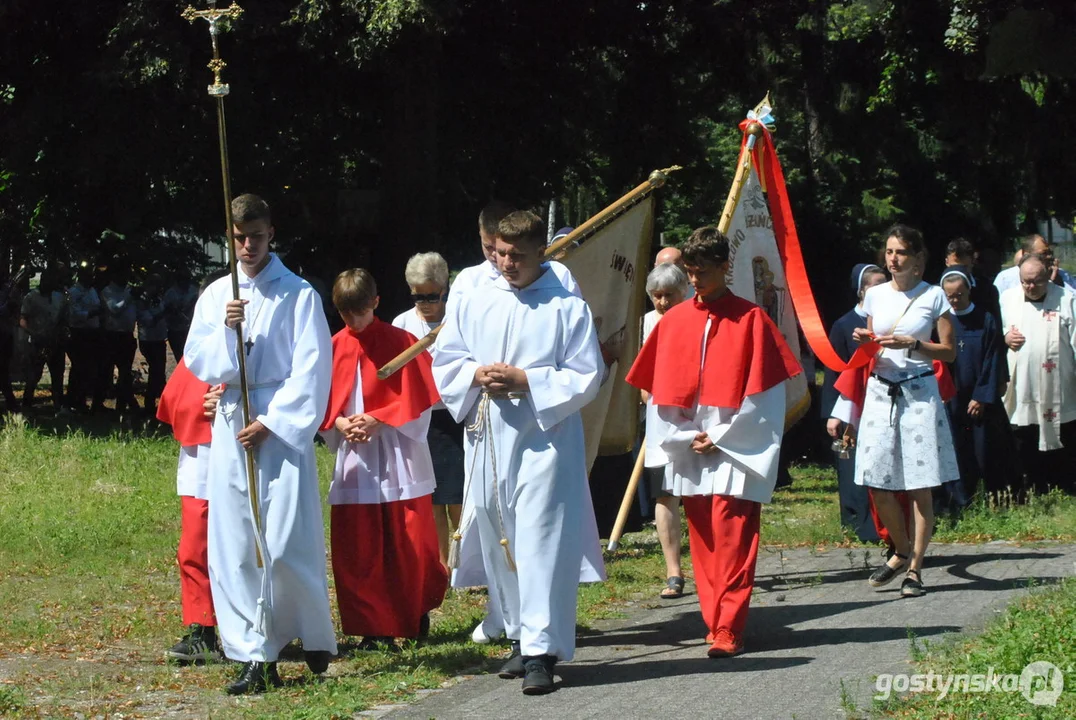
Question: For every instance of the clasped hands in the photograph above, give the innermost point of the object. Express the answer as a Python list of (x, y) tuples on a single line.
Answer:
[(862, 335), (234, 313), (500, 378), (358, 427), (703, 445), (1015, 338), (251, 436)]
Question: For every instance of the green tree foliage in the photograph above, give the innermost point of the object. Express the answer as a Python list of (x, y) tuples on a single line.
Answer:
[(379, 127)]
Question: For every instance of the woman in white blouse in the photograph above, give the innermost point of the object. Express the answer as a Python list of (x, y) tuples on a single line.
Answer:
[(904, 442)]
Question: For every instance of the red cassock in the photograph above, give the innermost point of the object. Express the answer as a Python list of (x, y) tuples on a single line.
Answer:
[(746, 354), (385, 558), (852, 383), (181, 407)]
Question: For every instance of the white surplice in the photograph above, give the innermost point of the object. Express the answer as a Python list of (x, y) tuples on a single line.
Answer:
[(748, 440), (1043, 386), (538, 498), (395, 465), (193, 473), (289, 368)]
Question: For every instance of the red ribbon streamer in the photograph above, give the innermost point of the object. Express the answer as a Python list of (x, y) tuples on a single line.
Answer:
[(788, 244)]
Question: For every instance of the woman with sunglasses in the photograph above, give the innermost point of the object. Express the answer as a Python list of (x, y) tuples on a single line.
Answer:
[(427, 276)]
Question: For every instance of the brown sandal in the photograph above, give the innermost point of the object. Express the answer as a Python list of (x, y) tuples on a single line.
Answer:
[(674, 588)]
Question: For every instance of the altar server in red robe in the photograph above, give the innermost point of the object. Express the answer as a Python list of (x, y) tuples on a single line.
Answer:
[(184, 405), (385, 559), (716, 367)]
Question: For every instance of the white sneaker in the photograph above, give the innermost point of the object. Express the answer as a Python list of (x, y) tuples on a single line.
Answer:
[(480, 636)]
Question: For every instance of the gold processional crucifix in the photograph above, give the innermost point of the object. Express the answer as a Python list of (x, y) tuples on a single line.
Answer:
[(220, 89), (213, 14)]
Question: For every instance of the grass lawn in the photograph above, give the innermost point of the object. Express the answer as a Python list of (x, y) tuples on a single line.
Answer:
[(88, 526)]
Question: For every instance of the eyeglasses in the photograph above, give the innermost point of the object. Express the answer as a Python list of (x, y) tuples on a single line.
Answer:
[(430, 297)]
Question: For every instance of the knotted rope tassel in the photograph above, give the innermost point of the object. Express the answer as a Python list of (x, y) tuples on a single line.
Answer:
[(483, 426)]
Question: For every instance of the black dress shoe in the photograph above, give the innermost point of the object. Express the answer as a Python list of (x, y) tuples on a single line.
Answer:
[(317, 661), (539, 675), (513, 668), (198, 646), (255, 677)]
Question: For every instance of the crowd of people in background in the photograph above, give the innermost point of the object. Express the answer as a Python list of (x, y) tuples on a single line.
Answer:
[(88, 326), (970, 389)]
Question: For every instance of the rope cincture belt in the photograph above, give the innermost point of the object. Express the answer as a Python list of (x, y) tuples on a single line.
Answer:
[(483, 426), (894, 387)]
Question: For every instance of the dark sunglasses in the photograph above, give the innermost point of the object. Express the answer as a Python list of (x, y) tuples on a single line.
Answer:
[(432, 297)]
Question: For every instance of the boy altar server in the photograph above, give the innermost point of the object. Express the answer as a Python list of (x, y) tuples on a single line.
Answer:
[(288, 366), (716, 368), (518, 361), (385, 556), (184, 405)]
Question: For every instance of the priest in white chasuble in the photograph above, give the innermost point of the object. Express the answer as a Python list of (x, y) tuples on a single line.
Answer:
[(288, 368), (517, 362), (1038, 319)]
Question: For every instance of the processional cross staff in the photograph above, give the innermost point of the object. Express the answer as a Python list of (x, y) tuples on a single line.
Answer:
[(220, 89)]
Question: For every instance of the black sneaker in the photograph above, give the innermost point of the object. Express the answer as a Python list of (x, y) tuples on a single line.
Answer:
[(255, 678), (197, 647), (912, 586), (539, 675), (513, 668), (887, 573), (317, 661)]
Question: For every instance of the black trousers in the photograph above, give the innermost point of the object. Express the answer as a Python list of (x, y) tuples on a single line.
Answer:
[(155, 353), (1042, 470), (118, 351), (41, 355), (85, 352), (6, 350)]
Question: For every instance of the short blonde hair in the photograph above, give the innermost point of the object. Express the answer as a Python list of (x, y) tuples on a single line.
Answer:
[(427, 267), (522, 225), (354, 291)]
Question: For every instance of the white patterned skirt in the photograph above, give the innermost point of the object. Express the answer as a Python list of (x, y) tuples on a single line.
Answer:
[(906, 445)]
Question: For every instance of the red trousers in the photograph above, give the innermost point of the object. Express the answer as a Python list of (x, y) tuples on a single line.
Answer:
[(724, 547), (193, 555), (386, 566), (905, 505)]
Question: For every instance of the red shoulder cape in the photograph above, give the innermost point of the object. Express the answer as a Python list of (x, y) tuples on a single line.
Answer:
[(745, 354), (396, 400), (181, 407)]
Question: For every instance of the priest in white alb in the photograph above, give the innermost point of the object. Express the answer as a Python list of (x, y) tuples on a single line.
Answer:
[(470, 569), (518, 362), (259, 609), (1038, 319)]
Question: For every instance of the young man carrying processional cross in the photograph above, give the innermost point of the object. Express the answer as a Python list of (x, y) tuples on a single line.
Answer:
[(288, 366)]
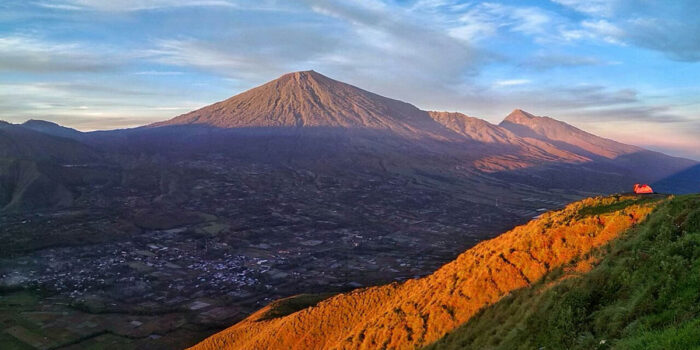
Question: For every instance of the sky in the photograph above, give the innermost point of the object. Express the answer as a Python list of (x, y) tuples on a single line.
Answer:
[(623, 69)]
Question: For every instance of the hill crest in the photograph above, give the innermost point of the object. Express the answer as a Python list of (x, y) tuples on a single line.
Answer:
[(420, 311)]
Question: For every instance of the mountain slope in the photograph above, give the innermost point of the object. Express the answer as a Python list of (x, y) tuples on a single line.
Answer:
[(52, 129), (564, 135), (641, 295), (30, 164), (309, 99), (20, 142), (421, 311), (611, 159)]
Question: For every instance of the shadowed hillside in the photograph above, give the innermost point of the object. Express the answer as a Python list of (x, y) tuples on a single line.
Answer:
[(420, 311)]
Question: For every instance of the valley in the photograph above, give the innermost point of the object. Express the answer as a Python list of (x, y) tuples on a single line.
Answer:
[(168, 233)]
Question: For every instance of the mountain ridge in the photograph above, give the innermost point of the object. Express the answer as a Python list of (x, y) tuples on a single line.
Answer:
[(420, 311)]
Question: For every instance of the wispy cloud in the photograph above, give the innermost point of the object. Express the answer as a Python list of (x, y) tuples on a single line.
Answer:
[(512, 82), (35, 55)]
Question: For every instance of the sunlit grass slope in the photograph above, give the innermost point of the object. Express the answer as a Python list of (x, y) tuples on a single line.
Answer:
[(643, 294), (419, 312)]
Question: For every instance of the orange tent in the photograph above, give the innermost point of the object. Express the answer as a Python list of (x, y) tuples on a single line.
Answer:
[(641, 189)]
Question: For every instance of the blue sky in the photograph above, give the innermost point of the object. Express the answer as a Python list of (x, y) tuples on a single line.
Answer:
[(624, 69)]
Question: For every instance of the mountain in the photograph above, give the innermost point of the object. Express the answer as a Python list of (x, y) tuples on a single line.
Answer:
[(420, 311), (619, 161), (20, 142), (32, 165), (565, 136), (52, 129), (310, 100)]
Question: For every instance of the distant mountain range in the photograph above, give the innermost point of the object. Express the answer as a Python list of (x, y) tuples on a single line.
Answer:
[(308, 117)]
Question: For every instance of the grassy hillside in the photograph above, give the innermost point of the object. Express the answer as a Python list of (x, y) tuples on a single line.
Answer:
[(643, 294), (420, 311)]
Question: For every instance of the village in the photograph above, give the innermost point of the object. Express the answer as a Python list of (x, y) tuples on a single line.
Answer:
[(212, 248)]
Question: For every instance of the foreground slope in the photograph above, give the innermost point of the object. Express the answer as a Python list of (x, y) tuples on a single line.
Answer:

§ §

Given problem: Present the listing as a Markdown table with the columns Row and Line, starting at the line that has "Question: For every instance of the gold" and ending after the line that has "[(88, 526)]", with no blank lines.

Result of this exercise:
| Row | Line |
|---|---|
| 1 | Question: For every instance of the gold processional crucifix in the photograph above, give the innermost point of the object. Express the answer as a Python list of (x, y) tuples on a single line. |
| 2 | Answer: |
| 3 | [(220, 89), (213, 14)] |
| 4 | Question: For every instance of the grass lawn in the photograph above, give the innermost point of the object. Express the answer as a Python list of (x, y) tuples on a single line. |
| 5 | Answer: |
| 6 | [(88, 526)] |